Render the records below as a Markdown table with two columns, Row and Line, numbering each nonblank line in order and leaving out blank lines.

== Segment start ==

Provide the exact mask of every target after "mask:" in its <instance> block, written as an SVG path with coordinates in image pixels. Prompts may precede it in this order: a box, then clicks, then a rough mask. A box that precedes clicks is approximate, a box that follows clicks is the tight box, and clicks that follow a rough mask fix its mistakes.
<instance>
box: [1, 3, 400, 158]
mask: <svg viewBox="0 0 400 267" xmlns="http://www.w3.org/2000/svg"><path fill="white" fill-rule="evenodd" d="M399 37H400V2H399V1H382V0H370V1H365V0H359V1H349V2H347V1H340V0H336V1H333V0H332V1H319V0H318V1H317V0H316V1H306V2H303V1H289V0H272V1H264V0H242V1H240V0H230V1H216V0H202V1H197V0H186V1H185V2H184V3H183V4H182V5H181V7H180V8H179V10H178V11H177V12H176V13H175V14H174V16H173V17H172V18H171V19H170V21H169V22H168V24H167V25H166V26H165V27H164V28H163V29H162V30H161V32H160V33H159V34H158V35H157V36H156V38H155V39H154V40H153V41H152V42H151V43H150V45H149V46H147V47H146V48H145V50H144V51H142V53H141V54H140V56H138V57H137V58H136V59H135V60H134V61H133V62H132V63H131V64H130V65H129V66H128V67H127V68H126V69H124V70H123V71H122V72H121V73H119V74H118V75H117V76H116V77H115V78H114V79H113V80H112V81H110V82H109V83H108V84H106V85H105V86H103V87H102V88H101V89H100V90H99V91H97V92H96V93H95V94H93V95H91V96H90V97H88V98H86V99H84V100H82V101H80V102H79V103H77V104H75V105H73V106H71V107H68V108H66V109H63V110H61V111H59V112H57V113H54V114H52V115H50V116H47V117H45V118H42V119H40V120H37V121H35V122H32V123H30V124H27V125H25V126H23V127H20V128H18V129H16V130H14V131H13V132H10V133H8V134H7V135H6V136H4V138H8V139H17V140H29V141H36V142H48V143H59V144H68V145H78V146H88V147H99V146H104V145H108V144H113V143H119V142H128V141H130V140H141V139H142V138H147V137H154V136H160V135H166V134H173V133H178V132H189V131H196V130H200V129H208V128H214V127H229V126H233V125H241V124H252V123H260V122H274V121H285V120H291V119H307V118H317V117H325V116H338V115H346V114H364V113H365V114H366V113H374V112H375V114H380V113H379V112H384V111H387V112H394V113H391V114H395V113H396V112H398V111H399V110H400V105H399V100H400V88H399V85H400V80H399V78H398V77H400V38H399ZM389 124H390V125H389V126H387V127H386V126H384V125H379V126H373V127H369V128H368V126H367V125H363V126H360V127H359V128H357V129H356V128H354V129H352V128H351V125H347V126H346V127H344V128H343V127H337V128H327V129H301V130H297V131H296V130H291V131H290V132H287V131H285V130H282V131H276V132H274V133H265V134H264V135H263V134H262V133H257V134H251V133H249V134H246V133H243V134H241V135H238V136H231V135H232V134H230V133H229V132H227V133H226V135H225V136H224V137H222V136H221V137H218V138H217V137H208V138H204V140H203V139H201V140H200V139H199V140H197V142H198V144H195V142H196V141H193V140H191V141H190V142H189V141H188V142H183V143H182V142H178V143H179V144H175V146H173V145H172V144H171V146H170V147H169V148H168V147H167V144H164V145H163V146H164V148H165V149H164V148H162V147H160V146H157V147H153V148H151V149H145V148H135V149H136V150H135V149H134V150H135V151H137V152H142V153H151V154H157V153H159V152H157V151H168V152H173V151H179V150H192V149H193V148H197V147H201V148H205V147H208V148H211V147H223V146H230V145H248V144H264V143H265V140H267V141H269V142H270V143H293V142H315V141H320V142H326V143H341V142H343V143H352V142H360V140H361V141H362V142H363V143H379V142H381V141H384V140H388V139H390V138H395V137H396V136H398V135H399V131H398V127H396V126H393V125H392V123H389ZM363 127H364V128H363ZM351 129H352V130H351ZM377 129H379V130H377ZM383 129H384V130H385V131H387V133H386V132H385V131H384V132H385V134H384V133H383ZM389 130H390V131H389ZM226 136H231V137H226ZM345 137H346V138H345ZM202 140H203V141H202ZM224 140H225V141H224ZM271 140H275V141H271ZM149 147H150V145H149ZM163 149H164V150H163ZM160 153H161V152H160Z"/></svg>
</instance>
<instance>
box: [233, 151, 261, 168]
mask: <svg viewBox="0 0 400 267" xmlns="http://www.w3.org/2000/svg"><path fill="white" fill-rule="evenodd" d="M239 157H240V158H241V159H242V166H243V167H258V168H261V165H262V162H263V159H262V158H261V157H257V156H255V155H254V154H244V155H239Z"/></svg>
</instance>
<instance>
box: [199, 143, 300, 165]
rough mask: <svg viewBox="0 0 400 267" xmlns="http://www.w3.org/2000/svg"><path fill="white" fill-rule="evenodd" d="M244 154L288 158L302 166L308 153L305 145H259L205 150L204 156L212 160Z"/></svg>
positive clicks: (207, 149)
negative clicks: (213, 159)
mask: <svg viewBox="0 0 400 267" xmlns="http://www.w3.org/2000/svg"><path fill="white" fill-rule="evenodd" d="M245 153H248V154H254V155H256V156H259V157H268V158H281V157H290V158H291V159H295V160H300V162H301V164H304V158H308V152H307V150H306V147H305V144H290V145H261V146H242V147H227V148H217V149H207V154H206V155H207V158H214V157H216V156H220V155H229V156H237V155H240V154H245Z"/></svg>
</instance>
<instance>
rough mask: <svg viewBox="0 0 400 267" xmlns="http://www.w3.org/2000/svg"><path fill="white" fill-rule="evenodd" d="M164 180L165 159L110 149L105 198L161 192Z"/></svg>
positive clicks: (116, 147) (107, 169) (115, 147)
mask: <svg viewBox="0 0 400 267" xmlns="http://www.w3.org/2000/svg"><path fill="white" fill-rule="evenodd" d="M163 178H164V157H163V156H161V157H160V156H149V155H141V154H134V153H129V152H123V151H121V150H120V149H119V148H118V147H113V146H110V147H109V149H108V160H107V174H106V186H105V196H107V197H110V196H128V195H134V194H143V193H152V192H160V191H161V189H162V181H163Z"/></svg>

== Segment end ==

# PROBLEM SOLUTION:
| Row | Line |
|---|---|
| 1 | Provide the exact mask of every target after "mask:" in its <instance> block, written as an SVG path with coordinates in image pixels. Prompts may precede it in this order: a box, then clicks, then a rough mask. A box that precedes clicks is approximate, a box that follows clicks is the tight box, and clicks that follow a rough mask fix its mistakes. |
| 2 | <instance> |
| 3 | box: [1, 3, 400, 158] |
| 4 | mask: <svg viewBox="0 0 400 267" xmlns="http://www.w3.org/2000/svg"><path fill="white" fill-rule="evenodd" d="M399 37H400V2H399V1H382V0H370V1H365V0H359V1H349V2H347V1H340V0H336V1H333V0H332V1H319V0H318V1H317V0H316V1H306V2H303V1H289V0H272V1H264V0H242V1H240V0H230V1H216V0H202V1H197V0H186V1H185V2H184V3H183V4H182V5H181V7H180V8H179V10H178V11H177V12H176V13H175V14H174V16H173V17H172V18H171V19H170V21H169V22H168V24H167V25H166V26H165V27H164V28H163V29H162V30H161V32H160V33H159V34H158V35H157V36H156V38H155V39H154V40H153V41H152V42H151V43H150V45H149V46H147V47H146V48H145V50H144V51H142V53H141V54H140V56H138V57H137V58H136V59H135V60H134V61H133V62H132V63H131V64H130V65H129V66H128V67H127V68H126V69H124V70H123V71H122V72H121V73H119V74H118V75H117V76H116V77H115V78H114V79H113V80H112V81H110V82H109V83H108V84H106V85H105V86H103V87H102V88H101V89H100V90H99V91H97V92H96V93H95V94H93V95H91V96H90V97H88V98H86V99H84V100H82V101H80V102H79V103H77V104H75V105H73V106H71V107H68V108H66V109H63V110H61V111H59V112H57V113H54V114H52V115H50V116H47V117H45V118H42V119H40V120H37V121H35V122H32V123H30V124H27V125H25V126H23V127H20V128H18V129H16V130H14V131H13V132H10V133H8V134H7V135H6V136H4V138H8V139H17V140H29V141H36V142H48V143H59V144H68V145H78V146H88V147H99V146H104V145H108V144H113V143H119V142H128V141H130V140H141V139H142V138H147V137H154V136H160V135H166V134H173V133H178V132H189V131H196V130H200V129H208V128H214V127H229V126H233V125H241V124H252V123H260V122H274V121H285V120H291V119H307V118H317V117H325V116H338V115H346V114H364V113H365V114H366V113H374V112H375V114H380V113H379V112H384V111H387V112H394V113H391V114H395V113H396V112H398V111H399V110H400V105H399V100H400V88H399V85H400V80H399V78H398V77H400V38H399ZM389 124H390V125H389V126H387V127H386V126H384V125H379V126H373V127H369V128H368V126H367V125H363V126H360V127H359V128H357V129H356V128H354V129H352V128H351V125H347V126H346V127H344V128H343V127H337V128H327V129H301V130H297V131H296V130H291V131H290V132H287V131H285V130H282V131H276V132H274V133H265V134H264V135H263V134H262V133H257V134H251V133H249V134H246V133H243V134H241V135H238V136H231V135H232V134H230V133H229V132H227V133H226V135H225V136H224V137H222V136H221V137H218V138H217V137H208V138H204V140H203V139H201V140H200V139H199V140H197V142H198V144H195V142H196V141H193V140H191V141H190V142H189V141H188V142H183V143H182V142H178V143H179V144H175V146H173V145H172V144H171V146H170V147H169V148H168V147H167V144H164V145H163V146H164V148H165V149H164V148H162V147H160V146H157V147H153V148H151V149H145V148H135V149H136V150H135V149H134V150H135V151H137V152H142V153H151V154H157V153H159V152H157V151H168V152H173V151H179V150H192V149H193V148H197V147H201V148H205V147H208V148H211V147H223V146H230V145H248V144H264V143H265V140H267V141H269V142H270V143H293V142H315V141H320V142H326V143H341V142H343V143H352V142H360V140H361V141H362V142H363V143H379V142H381V141H384V140H388V139H390V138H395V137H396V136H398V135H399V131H398V127H396V126H393V125H392V123H389ZM363 127H364V128H363ZM351 129H352V130H351ZM377 129H379V130H377ZM383 129H384V130H385V131H387V133H386V132H385V131H384V132H385V134H384V133H383ZM389 130H390V131H389ZM226 136H231V137H226ZM345 137H346V138H345ZM202 140H203V141H202ZM224 140H225V141H224ZM271 140H275V141H271ZM149 147H150V145H149ZM163 149H164V150H163ZM160 153H161V152H160Z"/></svg> |
| 5 | </instance> |
| 6 | <instance> |
| 7 | box: [233, 151, 261, 168] |
| 8 | mask: <svg viewBox="0 0 400 267" xmlns="http://www.w3.org/2000/svg"><path fill="white" fill-rule="evenodd" d="M239 157H240V158H241V159H242V166H243V167H258V168H261V165H262V162H263V159H262V158H261V157H257V156H255V155H254V154H244V155H239Z"/></svg> |
| 9 | </instance> |
| 10 | <instance> |
| 11 | box: [199, 143, 300, 165] |
| 12 | rough mask: <svg viewBox="0 0 400 267" xmlns="http://www.w3.org/2000/svg"><path fill="white" fill-rule="evenodd" d="M244 154L288 158L302 166L308 153L305 145H259L205 150L204 156L212 160Z"/></svg> |
| 13 | positive clicks: (207, 149) |
| 14 | negative clicks: (213, 159) |
| 15 | mask: <svg viewBox="0 0 400 267" xmlns="http://www.w3.org/2000/svg"><path fill="white" fill-rule="evenodd" d="M245 153H248V154H254V155H256V156H259V157H268V158H281V157H290V158H291V159H295V160H300V162H301V164H304V158H308V152H307V150H306V147H305V144H290V145H261V146H242V147H227V148H217V149H207V154H206V155H207V158H214V157H216V156H220V155H229V156H237V155H240V154H245Z"/></svg> |
| 16 | </instance> |
| 17 | <instance> |
| 18 | rough mask: <svg viewBox="0 0 400 267" xmlns="http://www.w3.org/2000/svg"><path fill="white" fill-rule="evenodd" d="M164 180L165 159L110 149L105 198L161 192Z"/></svg> |
| 19 | positive clicks: (116, 147) (107, 169) (115, 147) |
| 20 | mask: <svg viewBox="0 0 400 267" xmlns="http://www.w3.org/2000/svg"><path fill="white" fill-rule="evenodd" d="M163 178H164V157H163V156H161V157H160V156H149V155H141V154H134V153H129V152H123V151H121V150H120V149H119V148H118V147H113V146H110V147H109V149H108V160H107V174H106V186H105V196H107V197H110V196H128V195H134V194H143V193H152V192H160V191H161V189H162V181H163Z"/></svg> |